- WORK REQUIRED -
Scan the records below for the line containing "Target: fire truck mirror" and the line containing "[indicate] one point per instance, sample <point>408,92</point>.". Copy both, plus every line between, exactly.

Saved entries
==================================================

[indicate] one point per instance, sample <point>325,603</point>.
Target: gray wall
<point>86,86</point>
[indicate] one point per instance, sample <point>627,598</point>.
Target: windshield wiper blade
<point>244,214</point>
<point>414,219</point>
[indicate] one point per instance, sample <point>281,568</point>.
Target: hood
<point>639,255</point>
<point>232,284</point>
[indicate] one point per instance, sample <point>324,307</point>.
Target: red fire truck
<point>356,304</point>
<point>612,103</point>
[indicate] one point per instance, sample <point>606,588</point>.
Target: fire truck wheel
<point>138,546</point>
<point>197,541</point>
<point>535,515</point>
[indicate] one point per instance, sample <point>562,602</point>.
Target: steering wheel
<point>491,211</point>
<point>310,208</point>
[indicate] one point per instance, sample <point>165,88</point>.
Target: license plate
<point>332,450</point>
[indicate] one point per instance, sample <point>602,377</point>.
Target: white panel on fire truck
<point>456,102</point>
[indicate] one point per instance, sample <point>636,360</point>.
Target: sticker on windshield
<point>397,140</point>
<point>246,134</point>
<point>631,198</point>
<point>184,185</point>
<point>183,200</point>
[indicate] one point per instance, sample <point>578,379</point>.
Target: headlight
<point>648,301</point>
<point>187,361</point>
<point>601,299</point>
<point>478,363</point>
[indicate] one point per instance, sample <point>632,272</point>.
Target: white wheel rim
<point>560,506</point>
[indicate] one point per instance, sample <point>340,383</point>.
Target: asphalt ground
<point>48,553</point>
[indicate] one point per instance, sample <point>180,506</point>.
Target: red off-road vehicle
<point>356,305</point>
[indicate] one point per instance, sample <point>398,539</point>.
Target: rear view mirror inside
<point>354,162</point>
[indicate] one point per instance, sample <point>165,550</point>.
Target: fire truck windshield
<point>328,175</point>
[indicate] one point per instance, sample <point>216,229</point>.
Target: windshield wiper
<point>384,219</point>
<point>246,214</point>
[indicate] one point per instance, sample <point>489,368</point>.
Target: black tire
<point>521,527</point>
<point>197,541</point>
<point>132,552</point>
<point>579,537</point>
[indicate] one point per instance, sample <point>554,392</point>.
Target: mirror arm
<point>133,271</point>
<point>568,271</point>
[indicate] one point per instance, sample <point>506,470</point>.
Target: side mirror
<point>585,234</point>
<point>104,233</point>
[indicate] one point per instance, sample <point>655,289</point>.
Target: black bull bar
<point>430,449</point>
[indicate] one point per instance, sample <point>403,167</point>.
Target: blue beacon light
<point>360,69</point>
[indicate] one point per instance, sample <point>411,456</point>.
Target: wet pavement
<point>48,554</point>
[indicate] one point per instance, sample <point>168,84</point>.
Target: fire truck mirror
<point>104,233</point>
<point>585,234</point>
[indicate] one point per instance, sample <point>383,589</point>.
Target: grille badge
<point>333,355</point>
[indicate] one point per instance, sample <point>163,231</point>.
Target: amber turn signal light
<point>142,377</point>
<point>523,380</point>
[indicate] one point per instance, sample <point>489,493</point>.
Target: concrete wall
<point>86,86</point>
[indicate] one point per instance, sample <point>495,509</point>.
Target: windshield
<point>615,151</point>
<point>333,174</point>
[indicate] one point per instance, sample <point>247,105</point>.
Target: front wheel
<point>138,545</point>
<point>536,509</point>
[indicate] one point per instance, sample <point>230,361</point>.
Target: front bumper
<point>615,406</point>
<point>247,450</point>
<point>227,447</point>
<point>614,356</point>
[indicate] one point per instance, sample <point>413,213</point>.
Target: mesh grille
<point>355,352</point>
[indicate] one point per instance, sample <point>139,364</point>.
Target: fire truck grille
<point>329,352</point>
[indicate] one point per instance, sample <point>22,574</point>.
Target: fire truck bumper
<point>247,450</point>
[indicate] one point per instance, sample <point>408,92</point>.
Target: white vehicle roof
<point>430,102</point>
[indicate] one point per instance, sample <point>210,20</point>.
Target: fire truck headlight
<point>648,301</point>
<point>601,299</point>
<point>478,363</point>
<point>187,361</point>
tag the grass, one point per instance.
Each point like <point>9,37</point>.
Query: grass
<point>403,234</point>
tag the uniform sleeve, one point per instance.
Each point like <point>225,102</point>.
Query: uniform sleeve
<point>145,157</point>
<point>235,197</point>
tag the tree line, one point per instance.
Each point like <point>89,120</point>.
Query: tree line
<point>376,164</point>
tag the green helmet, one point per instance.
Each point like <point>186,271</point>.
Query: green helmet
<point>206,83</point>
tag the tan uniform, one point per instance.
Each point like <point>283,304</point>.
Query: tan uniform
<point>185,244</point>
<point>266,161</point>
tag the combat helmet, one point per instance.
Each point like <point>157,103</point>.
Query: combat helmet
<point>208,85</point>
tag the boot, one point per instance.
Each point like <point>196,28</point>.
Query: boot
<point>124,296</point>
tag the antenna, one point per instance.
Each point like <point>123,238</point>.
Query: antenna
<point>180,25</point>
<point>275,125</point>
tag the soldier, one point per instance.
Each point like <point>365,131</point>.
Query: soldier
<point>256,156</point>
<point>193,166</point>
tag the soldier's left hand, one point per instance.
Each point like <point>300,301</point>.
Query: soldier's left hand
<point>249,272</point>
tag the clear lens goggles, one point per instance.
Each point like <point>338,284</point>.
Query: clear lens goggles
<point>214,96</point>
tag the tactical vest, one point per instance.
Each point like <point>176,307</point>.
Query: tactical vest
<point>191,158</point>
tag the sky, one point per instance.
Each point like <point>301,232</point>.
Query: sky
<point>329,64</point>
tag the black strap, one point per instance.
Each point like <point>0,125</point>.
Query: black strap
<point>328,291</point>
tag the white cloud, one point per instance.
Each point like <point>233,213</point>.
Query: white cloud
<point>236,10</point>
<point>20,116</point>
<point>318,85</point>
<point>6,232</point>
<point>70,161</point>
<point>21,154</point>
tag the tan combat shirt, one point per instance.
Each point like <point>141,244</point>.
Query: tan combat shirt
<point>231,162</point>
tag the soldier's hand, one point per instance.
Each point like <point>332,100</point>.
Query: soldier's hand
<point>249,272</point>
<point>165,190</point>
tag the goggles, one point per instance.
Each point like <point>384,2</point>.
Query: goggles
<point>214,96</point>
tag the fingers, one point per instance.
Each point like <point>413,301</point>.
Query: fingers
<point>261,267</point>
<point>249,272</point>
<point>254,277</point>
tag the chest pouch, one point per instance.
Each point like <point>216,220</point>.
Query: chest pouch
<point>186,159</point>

==================================================

- RESPONSE AREA -
Target: fire truck mirror
<point>104,233</point>
<point>585,234</point>
[indicate] one point per instance, sample <point>383,589</point>.
Target: grille badge
<point>333,355</point>
[indicate] one point per instance, sample <point>163,231</point>.
Target: amber turn signal light
<point>142,377</point>
<point>523,380</point>
[indicate] one point per instance, sample <point>489,493</point>.
Target: concrete wall
<point>86,86</point>
[indicate] one point per instance, sample <point>495,509</point>.
Target: windshield
<point>615,151</point>
<point>333,174</point>
[indicate] one point per instance, sample <point>247,105</point>.
Target: front wheel
<point>138,545</point>
<point>536,509</point>
[indicate] one point per instance, sample <point>230,361</point>.
Target: front bumper
<point>615,406</point>
<point>247,450</point>
<point>227,447</point>
<point>614,356</point>
[indicate] one point per instance, sample <point>413,213</point>.
Target: mesh grille
<point>355,352</point>
[indicate] one point per instance, sample <point>139,364</point>.
Target: fire truck grille
<point>329,352</point>
[indicate] one point per instance, sample <point>22,574</point>.
Target: fire truck bumper
<point>247,450</point>
[indicate] one point per instance, sample <point>408,92</point>.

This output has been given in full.